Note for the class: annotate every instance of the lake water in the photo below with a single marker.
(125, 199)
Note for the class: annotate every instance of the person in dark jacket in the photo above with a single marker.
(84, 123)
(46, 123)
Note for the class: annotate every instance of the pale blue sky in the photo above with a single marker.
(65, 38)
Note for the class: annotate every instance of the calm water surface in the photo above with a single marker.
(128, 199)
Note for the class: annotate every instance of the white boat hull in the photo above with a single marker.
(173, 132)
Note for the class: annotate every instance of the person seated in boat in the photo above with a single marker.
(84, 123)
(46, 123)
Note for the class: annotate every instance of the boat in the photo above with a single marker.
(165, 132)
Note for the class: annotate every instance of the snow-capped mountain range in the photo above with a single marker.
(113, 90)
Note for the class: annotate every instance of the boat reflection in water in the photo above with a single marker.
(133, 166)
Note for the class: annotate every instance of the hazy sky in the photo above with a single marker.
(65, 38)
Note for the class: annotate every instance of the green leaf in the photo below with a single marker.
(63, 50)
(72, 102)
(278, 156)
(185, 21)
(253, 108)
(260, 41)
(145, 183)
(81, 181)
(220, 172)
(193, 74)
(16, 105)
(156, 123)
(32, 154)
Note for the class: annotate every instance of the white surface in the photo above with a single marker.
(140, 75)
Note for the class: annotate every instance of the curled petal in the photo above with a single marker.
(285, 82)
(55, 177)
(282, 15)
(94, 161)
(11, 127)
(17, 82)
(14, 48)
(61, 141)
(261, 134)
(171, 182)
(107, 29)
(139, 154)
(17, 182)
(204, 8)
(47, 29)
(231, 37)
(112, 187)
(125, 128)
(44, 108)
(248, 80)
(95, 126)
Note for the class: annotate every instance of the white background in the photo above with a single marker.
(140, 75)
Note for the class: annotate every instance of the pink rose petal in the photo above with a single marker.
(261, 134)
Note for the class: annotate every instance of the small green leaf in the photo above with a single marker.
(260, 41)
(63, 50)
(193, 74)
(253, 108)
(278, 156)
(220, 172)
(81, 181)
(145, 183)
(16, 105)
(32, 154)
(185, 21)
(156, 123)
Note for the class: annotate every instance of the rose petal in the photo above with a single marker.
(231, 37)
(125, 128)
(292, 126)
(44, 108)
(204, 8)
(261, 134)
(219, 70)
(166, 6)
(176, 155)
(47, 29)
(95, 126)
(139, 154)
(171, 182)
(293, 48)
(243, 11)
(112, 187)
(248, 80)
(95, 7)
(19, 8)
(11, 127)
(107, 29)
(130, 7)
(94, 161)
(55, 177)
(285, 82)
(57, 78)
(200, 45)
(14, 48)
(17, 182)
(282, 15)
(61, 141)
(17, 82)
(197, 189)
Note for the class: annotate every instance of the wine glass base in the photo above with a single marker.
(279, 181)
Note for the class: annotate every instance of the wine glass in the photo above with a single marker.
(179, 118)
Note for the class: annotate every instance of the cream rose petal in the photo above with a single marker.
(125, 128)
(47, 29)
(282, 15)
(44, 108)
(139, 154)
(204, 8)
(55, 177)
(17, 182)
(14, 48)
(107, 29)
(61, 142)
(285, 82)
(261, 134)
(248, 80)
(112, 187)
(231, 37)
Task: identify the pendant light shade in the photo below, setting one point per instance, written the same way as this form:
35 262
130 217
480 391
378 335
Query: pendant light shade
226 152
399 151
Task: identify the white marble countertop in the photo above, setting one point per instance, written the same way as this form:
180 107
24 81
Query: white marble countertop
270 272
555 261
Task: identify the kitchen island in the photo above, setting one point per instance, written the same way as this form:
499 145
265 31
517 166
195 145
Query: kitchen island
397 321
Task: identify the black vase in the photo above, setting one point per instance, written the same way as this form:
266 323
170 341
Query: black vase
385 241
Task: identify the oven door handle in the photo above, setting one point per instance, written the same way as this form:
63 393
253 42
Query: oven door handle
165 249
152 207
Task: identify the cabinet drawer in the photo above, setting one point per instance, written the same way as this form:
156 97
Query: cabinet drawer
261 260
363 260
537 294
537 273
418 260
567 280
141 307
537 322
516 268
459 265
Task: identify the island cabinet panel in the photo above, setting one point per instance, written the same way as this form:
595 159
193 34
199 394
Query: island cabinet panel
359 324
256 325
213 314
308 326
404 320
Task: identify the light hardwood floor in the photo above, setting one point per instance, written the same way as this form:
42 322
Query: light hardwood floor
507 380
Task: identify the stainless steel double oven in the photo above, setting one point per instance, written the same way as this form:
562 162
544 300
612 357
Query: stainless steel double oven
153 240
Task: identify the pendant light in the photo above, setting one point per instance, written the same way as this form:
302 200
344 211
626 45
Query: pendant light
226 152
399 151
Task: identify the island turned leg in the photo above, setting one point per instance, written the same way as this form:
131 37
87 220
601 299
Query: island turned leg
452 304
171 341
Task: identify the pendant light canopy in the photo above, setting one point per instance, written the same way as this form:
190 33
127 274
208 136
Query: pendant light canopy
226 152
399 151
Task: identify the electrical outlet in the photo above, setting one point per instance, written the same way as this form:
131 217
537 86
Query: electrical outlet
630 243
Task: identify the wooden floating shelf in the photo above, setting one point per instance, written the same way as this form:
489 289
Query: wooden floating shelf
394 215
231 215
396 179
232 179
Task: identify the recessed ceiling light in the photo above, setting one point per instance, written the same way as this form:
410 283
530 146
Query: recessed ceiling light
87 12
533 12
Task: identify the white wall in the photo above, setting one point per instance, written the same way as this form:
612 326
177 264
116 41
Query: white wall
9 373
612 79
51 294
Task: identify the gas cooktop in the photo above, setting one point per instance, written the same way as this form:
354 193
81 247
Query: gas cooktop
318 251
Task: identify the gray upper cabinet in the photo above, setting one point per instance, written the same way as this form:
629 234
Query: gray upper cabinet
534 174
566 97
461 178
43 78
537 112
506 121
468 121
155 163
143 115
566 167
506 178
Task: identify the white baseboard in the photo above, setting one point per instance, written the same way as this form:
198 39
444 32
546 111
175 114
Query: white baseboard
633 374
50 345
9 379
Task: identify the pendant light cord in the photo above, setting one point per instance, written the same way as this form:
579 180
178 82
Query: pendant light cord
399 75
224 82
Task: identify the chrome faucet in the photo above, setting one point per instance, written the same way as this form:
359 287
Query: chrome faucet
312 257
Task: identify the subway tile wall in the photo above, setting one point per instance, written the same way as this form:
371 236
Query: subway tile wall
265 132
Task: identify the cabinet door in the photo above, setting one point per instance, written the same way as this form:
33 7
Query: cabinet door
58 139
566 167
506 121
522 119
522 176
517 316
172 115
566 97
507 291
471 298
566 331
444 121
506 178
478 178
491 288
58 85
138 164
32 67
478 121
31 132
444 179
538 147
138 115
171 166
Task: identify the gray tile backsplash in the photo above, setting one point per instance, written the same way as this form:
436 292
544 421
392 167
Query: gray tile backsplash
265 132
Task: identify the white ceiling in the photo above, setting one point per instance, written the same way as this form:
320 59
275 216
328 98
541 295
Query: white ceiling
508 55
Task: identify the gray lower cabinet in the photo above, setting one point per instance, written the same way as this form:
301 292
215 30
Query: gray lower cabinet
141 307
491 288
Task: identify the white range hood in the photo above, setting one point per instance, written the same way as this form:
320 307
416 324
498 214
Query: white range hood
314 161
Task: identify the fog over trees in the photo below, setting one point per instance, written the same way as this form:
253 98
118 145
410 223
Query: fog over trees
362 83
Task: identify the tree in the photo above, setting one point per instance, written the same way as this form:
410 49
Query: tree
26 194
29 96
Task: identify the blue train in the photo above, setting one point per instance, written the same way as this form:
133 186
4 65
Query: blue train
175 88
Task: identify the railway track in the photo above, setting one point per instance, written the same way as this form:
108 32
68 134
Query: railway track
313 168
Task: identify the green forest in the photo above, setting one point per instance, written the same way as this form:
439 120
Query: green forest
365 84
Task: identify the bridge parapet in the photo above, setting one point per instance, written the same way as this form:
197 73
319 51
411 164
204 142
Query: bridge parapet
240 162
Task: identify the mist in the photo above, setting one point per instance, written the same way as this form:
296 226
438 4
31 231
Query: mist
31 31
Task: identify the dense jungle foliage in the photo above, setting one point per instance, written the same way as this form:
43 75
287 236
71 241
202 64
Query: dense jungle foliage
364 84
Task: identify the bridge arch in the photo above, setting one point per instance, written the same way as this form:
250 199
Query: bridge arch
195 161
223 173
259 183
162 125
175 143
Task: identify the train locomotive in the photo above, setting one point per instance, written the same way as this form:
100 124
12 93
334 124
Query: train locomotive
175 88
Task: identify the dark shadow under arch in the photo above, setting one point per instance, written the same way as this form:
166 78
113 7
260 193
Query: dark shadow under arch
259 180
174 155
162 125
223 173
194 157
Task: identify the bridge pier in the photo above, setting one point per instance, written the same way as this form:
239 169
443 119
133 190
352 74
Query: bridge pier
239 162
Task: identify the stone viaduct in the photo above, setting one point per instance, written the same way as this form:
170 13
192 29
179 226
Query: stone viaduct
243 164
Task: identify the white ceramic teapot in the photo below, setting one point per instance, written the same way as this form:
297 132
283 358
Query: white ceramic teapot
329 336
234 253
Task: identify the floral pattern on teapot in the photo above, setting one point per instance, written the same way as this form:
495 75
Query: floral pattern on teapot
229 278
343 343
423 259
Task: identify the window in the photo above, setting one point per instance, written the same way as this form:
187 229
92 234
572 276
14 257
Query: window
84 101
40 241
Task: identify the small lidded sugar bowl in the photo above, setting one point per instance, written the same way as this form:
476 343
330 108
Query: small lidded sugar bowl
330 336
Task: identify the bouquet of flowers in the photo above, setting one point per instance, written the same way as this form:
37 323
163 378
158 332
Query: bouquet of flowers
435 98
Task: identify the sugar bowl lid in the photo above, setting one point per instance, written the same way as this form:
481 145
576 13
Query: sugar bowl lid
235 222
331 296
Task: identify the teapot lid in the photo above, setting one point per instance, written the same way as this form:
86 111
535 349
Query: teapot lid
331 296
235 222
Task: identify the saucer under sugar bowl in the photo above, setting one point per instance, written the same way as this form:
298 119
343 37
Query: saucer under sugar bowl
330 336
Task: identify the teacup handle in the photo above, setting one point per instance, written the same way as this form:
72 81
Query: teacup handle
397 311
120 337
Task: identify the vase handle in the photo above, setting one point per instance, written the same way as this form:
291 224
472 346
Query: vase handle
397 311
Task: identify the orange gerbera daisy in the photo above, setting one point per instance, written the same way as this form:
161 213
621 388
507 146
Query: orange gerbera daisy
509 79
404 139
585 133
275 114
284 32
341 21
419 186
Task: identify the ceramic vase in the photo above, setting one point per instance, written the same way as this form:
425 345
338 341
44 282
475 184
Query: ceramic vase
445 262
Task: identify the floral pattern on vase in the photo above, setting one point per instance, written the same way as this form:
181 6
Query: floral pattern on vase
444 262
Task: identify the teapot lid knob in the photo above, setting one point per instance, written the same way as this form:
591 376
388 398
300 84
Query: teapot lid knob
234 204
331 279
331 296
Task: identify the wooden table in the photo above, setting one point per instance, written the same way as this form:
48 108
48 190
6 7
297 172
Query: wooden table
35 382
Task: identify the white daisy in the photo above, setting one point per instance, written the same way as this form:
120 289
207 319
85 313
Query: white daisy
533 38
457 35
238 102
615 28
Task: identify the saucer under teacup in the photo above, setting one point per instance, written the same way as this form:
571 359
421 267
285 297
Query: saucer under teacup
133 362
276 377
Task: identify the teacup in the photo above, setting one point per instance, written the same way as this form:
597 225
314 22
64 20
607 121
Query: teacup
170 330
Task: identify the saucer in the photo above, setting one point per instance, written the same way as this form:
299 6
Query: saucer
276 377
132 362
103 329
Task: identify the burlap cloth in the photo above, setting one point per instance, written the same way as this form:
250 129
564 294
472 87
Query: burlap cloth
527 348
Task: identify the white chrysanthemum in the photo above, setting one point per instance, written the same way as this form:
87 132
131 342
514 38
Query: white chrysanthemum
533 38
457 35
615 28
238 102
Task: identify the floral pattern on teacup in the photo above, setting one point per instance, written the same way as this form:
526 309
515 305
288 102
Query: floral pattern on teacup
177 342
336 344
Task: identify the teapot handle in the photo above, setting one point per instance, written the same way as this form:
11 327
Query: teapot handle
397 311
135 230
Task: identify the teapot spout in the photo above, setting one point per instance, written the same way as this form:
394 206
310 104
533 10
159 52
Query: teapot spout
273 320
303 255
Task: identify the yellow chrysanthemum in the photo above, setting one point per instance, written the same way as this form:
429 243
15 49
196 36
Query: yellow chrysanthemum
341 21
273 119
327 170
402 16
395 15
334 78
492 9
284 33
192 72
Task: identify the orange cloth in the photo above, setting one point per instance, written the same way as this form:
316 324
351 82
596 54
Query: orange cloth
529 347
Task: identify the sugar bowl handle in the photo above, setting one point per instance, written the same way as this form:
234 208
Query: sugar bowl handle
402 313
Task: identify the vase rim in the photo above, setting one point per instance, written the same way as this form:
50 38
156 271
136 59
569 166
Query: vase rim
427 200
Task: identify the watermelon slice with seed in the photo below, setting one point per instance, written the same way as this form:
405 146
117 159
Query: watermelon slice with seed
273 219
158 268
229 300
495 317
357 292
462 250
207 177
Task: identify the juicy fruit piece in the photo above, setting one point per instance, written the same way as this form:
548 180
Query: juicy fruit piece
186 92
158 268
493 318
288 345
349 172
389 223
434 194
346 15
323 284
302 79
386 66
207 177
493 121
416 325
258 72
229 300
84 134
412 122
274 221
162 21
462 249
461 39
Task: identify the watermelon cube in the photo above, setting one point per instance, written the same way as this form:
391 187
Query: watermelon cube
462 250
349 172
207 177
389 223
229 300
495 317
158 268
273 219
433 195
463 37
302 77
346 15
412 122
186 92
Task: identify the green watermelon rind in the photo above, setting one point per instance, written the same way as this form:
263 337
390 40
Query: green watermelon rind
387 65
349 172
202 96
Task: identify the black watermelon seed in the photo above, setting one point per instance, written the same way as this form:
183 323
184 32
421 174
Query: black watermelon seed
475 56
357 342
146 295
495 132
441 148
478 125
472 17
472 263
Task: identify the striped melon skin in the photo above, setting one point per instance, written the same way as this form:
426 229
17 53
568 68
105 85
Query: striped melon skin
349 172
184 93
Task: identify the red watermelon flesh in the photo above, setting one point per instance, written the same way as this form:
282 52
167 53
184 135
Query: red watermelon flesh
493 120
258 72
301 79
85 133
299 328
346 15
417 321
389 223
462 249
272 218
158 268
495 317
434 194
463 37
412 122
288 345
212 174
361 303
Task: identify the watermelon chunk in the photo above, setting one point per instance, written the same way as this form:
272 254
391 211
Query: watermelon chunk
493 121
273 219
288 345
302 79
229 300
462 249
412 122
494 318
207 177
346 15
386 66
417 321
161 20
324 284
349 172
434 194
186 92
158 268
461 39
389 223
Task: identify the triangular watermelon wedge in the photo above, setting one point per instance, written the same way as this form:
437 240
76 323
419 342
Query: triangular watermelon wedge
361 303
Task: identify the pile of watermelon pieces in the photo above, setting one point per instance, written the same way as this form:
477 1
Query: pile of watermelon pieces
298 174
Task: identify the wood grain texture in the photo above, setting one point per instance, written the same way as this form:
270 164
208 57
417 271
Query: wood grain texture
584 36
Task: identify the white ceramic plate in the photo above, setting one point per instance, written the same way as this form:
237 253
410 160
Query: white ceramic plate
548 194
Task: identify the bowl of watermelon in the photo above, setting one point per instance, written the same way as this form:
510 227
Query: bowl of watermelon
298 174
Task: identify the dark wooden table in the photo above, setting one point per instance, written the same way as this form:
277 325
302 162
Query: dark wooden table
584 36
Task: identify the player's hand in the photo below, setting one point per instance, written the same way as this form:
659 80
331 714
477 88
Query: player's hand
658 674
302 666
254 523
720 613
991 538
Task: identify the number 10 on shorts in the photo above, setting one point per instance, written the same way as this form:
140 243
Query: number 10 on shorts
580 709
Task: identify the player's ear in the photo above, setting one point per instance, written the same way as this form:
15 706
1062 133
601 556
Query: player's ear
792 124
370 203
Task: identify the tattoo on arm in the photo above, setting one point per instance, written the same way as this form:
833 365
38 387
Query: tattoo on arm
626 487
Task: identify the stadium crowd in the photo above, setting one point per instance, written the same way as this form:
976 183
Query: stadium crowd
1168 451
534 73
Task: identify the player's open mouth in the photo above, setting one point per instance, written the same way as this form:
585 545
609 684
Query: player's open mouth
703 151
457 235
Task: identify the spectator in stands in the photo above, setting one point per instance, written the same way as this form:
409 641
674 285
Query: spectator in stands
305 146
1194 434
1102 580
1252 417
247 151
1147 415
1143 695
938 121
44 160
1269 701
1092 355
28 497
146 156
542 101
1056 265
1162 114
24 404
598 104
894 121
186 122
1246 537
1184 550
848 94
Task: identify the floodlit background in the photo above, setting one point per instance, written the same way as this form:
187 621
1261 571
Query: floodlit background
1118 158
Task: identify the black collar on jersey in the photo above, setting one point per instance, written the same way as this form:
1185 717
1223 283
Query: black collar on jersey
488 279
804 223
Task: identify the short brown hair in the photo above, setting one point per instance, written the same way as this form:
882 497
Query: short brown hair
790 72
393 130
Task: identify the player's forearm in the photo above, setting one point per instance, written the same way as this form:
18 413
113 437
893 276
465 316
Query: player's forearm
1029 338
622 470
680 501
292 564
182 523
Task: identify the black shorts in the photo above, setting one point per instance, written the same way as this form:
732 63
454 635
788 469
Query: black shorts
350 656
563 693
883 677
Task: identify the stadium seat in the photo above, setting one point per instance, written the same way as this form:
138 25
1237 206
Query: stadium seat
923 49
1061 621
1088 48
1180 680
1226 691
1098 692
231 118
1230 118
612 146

================

REQUIREMENTS »
Find the line that contains "Task: identify the player's forearm". Repeat it and every line after it, exactly as written, up to and including the last line of the records above.

EXERCISE OUTPUT »
Task: identify the player's forearm in the photo above, setting one point per instance, written the same way as this form:
18 413
113 437
893 276
465 316
Query: player's forearm
1029 338
622 470
680 501
292 564
182 523
Task: identify the black shorts in the photo above, setting one point per instance, written the same way as this form:
732 63
454 635
788 469
Query: black shorts
350 656
563 693
883 677
Task: identify the stadium seat in the photo above, setting one point per instance, written the same way as this form:
138 25
1237 206
Query: stadium seat
923 49
1061 621
1088 48
1180 680
1226 691
1098 692
231 118
1230 118
612 146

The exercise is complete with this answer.